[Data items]

........

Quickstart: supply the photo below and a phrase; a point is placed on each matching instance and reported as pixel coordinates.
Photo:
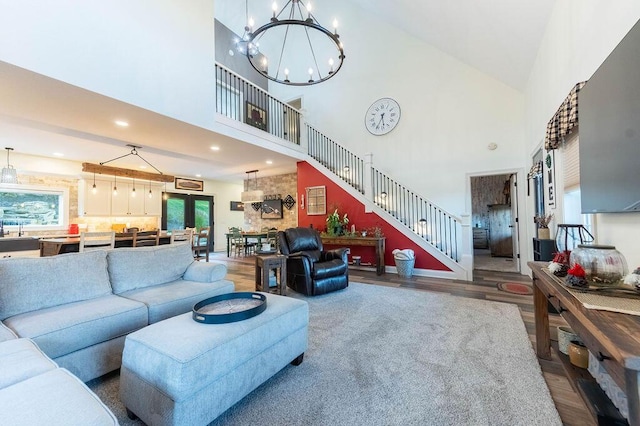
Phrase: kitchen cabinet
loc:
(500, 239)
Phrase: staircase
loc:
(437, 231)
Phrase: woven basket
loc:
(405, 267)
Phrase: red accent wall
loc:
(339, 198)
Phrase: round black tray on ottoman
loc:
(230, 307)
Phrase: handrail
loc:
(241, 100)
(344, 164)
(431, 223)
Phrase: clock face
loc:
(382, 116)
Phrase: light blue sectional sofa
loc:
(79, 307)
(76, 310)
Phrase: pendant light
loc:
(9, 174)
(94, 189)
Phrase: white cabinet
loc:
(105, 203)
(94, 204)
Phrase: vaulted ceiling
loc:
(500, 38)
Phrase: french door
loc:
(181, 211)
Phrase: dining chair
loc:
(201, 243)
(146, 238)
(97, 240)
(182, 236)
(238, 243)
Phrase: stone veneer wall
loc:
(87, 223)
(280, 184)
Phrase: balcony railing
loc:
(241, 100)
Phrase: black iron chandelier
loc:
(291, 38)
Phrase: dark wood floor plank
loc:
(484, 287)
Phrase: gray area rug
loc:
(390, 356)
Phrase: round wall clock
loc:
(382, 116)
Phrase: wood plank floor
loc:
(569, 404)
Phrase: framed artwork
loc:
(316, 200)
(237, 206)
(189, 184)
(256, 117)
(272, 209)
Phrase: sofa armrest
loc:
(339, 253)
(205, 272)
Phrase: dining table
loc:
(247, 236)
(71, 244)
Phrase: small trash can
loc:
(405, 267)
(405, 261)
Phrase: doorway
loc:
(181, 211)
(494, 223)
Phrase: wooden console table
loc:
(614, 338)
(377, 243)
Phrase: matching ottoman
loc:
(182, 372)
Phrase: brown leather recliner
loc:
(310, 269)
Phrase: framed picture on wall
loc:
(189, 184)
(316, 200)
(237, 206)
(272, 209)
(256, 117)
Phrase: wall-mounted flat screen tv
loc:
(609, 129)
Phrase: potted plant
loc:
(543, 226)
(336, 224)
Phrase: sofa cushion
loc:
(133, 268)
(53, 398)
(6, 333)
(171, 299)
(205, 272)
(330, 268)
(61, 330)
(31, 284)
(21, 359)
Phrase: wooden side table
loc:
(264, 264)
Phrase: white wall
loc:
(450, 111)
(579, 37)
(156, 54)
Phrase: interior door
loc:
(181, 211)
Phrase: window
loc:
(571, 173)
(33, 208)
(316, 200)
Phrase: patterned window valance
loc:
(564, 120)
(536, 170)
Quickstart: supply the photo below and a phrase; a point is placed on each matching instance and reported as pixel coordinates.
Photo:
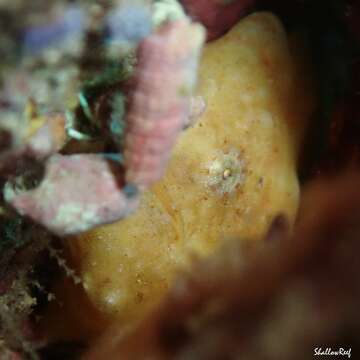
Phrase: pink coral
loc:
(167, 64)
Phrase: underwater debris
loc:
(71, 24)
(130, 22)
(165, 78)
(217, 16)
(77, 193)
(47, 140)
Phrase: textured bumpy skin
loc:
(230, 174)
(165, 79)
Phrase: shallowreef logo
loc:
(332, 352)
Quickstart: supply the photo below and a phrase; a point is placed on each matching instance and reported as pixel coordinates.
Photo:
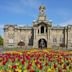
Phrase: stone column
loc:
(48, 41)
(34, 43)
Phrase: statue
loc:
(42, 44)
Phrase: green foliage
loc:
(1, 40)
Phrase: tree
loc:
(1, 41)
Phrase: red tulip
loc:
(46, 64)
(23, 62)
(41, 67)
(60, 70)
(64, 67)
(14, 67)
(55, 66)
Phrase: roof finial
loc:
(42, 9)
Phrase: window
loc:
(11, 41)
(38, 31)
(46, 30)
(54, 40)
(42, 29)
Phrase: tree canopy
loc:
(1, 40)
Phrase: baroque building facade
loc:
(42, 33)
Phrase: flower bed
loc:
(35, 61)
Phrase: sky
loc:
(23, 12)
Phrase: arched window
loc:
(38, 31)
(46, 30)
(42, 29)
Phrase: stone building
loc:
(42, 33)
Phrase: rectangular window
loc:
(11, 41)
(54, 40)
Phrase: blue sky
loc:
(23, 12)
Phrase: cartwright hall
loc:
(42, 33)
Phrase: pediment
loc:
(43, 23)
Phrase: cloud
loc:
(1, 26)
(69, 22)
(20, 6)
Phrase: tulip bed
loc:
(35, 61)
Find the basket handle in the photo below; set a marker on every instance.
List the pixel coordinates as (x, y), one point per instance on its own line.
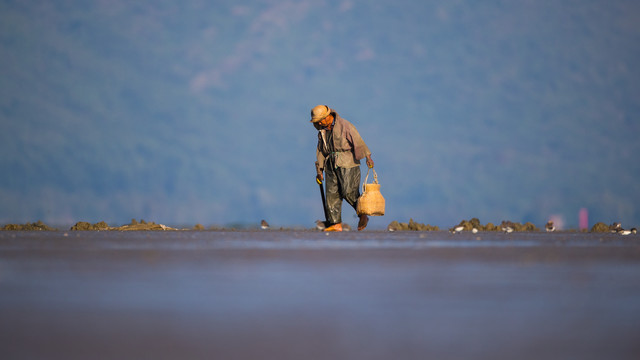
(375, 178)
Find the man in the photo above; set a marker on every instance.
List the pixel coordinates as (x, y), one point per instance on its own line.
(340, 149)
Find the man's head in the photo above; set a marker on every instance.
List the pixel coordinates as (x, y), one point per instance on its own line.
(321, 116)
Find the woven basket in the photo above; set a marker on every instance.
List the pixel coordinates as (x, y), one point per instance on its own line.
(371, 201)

........

SET TASK. Format every item above as a two-column CSV with the headers "prompt" and "answer". Each row should hold one item's text and its answer, each in its own quoted field, with line breaks replaced by spaces and the pictures left out.

TASK ANSWER.
prompt,answer
"Quickstart: supply the photo below and a phrase; a point is placed on each matching instance and reported as pixel coordinates. Photo: Phrase: kitchen cabinet loc:","(500, 239)"
"Phrase: staircase loc:","(437, 231)"
"Phrase: woven basket loc:","(405, 267)"
"Phrase: red accent wall loc:","(339, 198)"
"Phrase: round black tray on ottoman loc:","(230, 307)"
"Phrase: handrail loc:","(241, 100) (344, 164) (431, 223)"
"Phrase: clock face loc:","(382, 116)"
"Phrase: light blue sectional sofa loc:","(79, 307) (76, 310)"
"Phrase: pendant light loc:","(9, 174) (94, 189)"
"Phrase: white cabinet loc:","(105, 203) (94, 204)"
"Phrase: vaulted ceiling loc:","(500, 38)"
"Phrase: french door loc:","(181, 211)"
"Phrase: dining chair loc:","(201, 243) (146, 238) (97, 240) (182, 236) (238, 243)"
"Phrase: stone veneer wall loc:","(87, 223) (280, 184)"
"Phrase: balcony railing loc:","(241, 100)"
"Phrase: black iron chandelier loc:","(291, 38)"
"Phrase: dark wood floor plank loc:","(484, 287)"
"Phrase: gray area rug loc:","(390, 356)"
"Phrase: round wall clock loc:","(382, 116)"
"Phrase: wood plank floor loc:","(569, 404)"
"Phrase: framed artwork loc:","(316, 200) (237, 206) (189, 184) (256, 117) (272, 209)"
"Phrase: sofa armrest loc:","(339, 253) (205, 272)"
"Phrase: dining table loc:","(247, 236) (71, 244)"
"Phrase: small trash can loc:","(405, 267) (405, 261)"
"Phrase: doorway loc:","(181, 211) (494, 223)"
"Phrase: wooden console table loc:","(614, 338) (377, 243)"
"Phrase: matching ottoman loc:","(182, 372)"
"Phrase: brown leather recliner loc:","(310, 269)"
"Phrase: framed picture on wall loc:","(189, 184) (316, 200) (237, 206) (272, 209) (256, 117)"
"Phrase: wall-mounted flat screen tv loc:","(609, 129)"
"Phrase: potted plant loc:","(543, 226) (336, 224)"
"Phrase: sofa cushion loc:","(133, 268) (53, 398) (6, 333) (171, 299) (205, 272) (330, 268) (61, 330) (31, 284) (21, 359)"
"Phrase: wooden side table loc:","(264, 264)"
"Phrase: white wall loc:","(450, 111) (579, 37) (156, 54)"
"Phrase: interior door loc:","(181, 211)"
"Phrase: window loc:","(571, 173) (33, 208) (316, 200)"
"Phrase: patterned window valance loc:","(564, 120) (536, 170)"
"Quickstart: supply the photo below and a phrase; a point is placed on each matching instance and reported as pixel coordinates. Photo: Phrase: pink coral loc:","(167, 64)"
"Phrase: underwater debris loc:","(71, 24) (130, 22) (165, 78) (217, 16) (77, 193) (47, 140)"
"Phrase: textured bumpy skin loc:","(230, 174) (165, 79)"
"Phrase: shallowreef logo loc:","(332, 352)"
"Quickstart: supply the photo below and a phrase; a point is placed on each matching instance and reported as pixel coordinates. Photo: Phrase: stone column loc:","(48, 41) (34, 43)"
"Phrase: statue loc:","(42, 44)"
"Phrase: green foliage loc:","(1, 40)"
"Phrase: tree loc:","(1, 41)"
"Phrase: red tulip loc:","(46, 64) (23, 62) (41, 67) (60, 70) (64, 67) (14, 67) (55, 66)"
"Phrase: roof finial loc:","(42, 9)"
"Phrase: window loc:","(11, 41) (38, 31) (46, 30) (54, 40) (42, 29)"
"Phrase: tree canopy loc:","(1, 40)"
"Phrase: baroque building facade loc:","(42, 33)"
"Phrase: flower bed loc:","(35, 61)"
"Phrase: sky loc:","(23, 12)"
"Phrase: arched window loc:","(38, 31) (46, 30) (42, 29)"
"Phrase: stone building loc:","(42, 33)"
"Phrase: rectangular window loc:","(11, 41) (54, 40)"
"Phrase: blue sky loc:","(23, 12)"
"Phrase: cartwright hall loc:","(42, 33)"
"Phrase: pediment loc:","(43, 23)"
"Phrase: cloud loc:","(1, 26) (69, 22) (20, 6)"
"Phrase: tulip bed loc:","(35, 61)"
"Find the basket handle in the photo below; set a marker on every instance. List the pixel coordinates as (x, y), one point per instance on its own line.","(375, 178)"
"Find the man in the photo above; set a marker on every instance. List the pixel coordinates as (x, y), one point per instance on its own line.","(340, 149)"
"Find the man's head in the photo above; set a marker on every instance. List the pixel coordinates as (x, y), one point per instance on its own line.","(321, 116)"
"Find the woven basket in the photo above; set a marker on every instance. List the pixel coordinates as (x, y), one point per instance on its own line.","(371, 201)"